Written exercise 1: Please rewrite the rows below, starting with the one containing "It would be wonderful if you could pinpoint every bee's front" and running through the end of the rows, both included. Shift every bounding box coordinate up by 25, and keep the request lines unchanged.

This Government are committed to delivering justice for all Horizon victims. Part of that justice will come from making sure that everyone knows the truth about what happened, which is why the Government set up the statutory inquiry into the scandal chaired by Sir Wyn Williams. The work of that inquiry to date is commendable—it is doing important work in exposing the truth. From that truth will follow corporate and individual accountability, for which there is a strong appetite in this House and beyond. I sympathise with hon. Members’ desire to see accountability right now, but we must let justice take its course.
On the Minister’s point about corporate responsibility, I had the chief executive of the Post Office come and apologise to one of the people I have represented in this exercise. The point I made to him, which I hope the Minister will also take on board, is that the corporate behaviour of the Post Office has not been above criticism: it has employed very expensive lawyers to make this process much more difficult for the victims than it needs to be. I hope the Government will continue to encourage the Post Office not to do that.
Absolutely—we want to make it as easy as possible. I thank my right hon. Friend for his campaigning on this matter, too: he is one of a number of parliamentarians who has done fantastic work to make sure we are here today. I have referred to both corporate and individual responsibility. Corporate accountability is not enough: where we find that individuals are to blame, they should be held to account too.

Dataset excerpt
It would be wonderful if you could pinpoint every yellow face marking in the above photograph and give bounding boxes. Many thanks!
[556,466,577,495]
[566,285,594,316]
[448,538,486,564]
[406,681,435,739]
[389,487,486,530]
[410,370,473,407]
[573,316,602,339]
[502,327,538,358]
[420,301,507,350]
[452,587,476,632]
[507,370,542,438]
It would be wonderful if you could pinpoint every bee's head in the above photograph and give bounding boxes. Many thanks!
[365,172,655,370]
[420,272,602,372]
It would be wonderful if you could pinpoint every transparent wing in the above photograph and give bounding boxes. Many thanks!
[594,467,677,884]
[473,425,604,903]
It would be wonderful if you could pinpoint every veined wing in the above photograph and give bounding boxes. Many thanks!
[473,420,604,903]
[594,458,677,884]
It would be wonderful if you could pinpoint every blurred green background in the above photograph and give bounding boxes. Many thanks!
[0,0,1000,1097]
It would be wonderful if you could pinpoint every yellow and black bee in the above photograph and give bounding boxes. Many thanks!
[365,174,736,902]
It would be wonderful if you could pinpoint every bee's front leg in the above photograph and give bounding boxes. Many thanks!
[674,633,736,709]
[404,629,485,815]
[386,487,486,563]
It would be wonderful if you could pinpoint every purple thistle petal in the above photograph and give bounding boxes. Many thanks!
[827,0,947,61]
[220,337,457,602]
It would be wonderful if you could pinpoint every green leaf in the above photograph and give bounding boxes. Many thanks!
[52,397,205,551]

Written exercise 2: In the debate excerpt above, who chairs the statutory inquiry into the scandal?

Written answer 1:
It would be wonderful if you could pinpoint every bee's front leg in the above photograph and give bounding boxes. Many thanks!
[699,658,761,734]
[429,654,510,840]
[411,512,511,588]
It would be wonderful if you could pinpoint every purple thistle petal in the above photograph and give bounding boxes. Many thanks!
[852,25,972,86]
[245,362,482,627]
It would be wonderful if you could pinpoint every green leaf in the above photograph and give bounding boxes. Many thanks!
[77,422,230,576]

Written answer 2: Sir Wyn Williams